DOCUMENT EXCERPT
Remember our last post about the Top 13 Reasons Your Social Security Case Is Being Denied And What To Do To Improve Your Chances At Winning (see here)?
Now we will be going through each of the 13 reasons one by one so you can understand and hopefully minimize some of the possibilities of any of these happening to you and if they do happen, what you need to do to fix it.
Today we start with the number one reason for denials: 90% of cases are denied in the first try. What to do?
Appeal it. Do not let it go or reapply later. Time goes by and you may get approved on the next round (see below about this step) or by a judge on the third round.
A lot of people simply don’t follow through and give up after reading the “denial” letter. What you don’t know is that a lot of those letters are similar in content: they are what we call “cookie cutter” letters. They all say something like “we see that you have some limitations but we think you can do some work”. I have read denial letters that practically said “even though you are lying in a coffin we still think you can work”! (not in those words but pretty close!). So if you get a denial, don’t give up! It’s not personal. They did not specifically write that entire letter for you. They just insert some language to a “canned letter” and voila: a denial letter is done.
Realize that these are just letters that are sent to you hoping you simply accept their reasons for denial and go away. Also realize that people who have received these letters and appealed somehow have obtained benefits. Why? Because the lower level decision makers were either not qualified to make that decision or were simply dead WRONG! I even warn all my potential clients who are still in the application process that they will get denied on their first try. I tell them I hope to be wrong but that they should consider the first denial as “part of the process”. I know it shouldn’t be like that if you have enough evidence to show you have a disability but it’s just the way it is. Now you ask, as an attorney why do I accept that as the norm? Because I’m only one and you are a voter and it should be your civic right and duty to contact your congressman/woman to change that. Until then, we work we what we have.
Now, on the second run: First, note that not all States have this second step. In a lot of States once you are denied you can go straight to requesting a hearing. But if your State is one that has the reconsideration step after the first denial then you will be requesting a reconsideration (pretty obvious name for it). So where States give you that extra change at a lower level reconsideration, your chances of getting benefits increase a little more (though not a promise at all). This is a step (where available) they are more likely to send you to medical reviewers or consultative examiners who will examine you in person and will confirm what they saw on paper. They will also do a better job at looking at your medical evidence.
Other times, unfortunately, the doctor will look at you for 5 minutes, will have you hold his/her finger for a second to show you have enough strength to grip and will also have you walk down a hall on the tip of your toes to show you can still balance. The doctor will then conclude that you can sit for 6 to 8 hours a day, lift up to 20lbs occasionally which means you can do a “simple job”. Whatever that means…
Occasionally, you see claimants with mental conditions that were sent to a “physical doctor” or a claimant with a physical condition sent to a “mental doctor” for assessment. Why? I don’t know. It makes no sense to most people. They just do it. Of course, as attorneys we will use those mistakes to try to reverse these denials based on this limited examination of the claimant but sometimes that chance only happens at the hearing level when you were denied twice (see re States with that extra step) and waited many months to see a judge.
The hearing level comes after the Reconsideration period (As mentioned above, see if your State offers that step). Once you request your hearing your file will leave the “local office” and will be sent to the ODAR or the “hearing office”. Once they get your file, the hearing office will organize your electronic file however there is one MAJOR consideration when your file reaches the hearing office. While during the first (filing of the case) and second round (first appeal-if availalbe) the “local office” will order medical records from your doctors, the hearing office (after the second appeal-if available) will no longer order records. This means that it is YOUR duty to get copies of your medical records from all your doctors and send them to the hearing office.

EXERCISE OBJECTIVE
Quote the post on Social Security denials between "Now, on the" and "your medical evidence.", inclusive.

GIVEN RECORDS
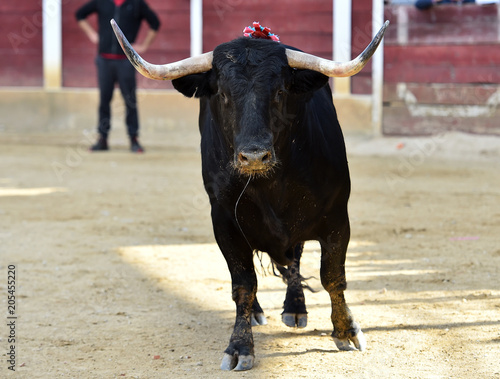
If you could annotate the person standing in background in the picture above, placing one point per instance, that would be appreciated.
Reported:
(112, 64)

--

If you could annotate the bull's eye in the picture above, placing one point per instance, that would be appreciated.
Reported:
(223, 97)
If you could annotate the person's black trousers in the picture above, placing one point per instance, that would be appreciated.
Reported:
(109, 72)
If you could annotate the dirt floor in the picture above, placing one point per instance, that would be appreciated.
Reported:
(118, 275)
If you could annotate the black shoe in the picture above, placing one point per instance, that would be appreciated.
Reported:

---

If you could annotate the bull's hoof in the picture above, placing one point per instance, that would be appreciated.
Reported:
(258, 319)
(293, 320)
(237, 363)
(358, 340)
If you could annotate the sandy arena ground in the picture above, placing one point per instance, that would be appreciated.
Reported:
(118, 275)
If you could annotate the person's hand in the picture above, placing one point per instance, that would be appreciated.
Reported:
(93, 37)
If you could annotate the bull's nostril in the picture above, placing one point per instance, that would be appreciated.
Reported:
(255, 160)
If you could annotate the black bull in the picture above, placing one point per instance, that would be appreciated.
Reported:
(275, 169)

ANSWER BOX
Now, on the second run: First, note that not all States have this second step. In a lot of States once you are denied you can go straight to requesting a hearing. But if your State is one that has the reconsideration step after the first denial then you will be requesting a reconsideration (pretty obvious name for it). So where States give you that extra change at a lower level reconsideration, your chances of getting benefits increase a little more (though not a promise at all). This is a step (where available) they are more likely to send you to medical reviewers or consultative examiners who will examine you in person and will confirm what they saw on paper. They will also do a better job at looking at your medical evidence.